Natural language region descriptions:
BEGIN
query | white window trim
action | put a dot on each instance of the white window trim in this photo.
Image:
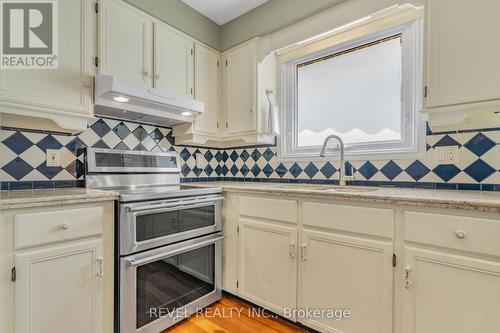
(413, 142)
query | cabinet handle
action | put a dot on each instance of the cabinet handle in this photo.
(64, 226)
(303, 252)
(100, 267)
(408, 283)
(291, 250)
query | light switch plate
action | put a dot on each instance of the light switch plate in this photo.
(447, 155)
(53, 158)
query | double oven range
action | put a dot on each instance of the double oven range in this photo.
(168, 241)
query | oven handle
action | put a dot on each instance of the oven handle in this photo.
(174, 204)
(139, 262)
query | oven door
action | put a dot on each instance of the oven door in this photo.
(146, 225)
(165, 285)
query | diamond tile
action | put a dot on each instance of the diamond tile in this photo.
END
What to work on: Exactly as written, give every entry again, but not the pictures.

Solution to this task:
query | white window trim
action | put a dot on each instance of the white window trim in this photo.
Image:
(413, 142)
query | cabinet handle
action | put a dot on each instance of the cabinet handle in this photo.
(64, 226)
(303, 252)
(100, 267)
(408, 283)
(291, 250)
query | light switch plate
action | put a dot on each instance of the light switch plate in this photo.
(447, 155)
(53, 158)
query | double oven range
action | put a dot on each instance of the double oven range in this photo.
(168, 241)
query | oven handle
action | put a dot on each instance of the oven handle in this photo.
(174, 204)
(139, 262)
query | oven door
action | put a dot on each instance of the oven door in this photo.
(146, 225)
(165, 285)
query | diamond tile
action | put a dot on each instance of the diamond tile in this photo.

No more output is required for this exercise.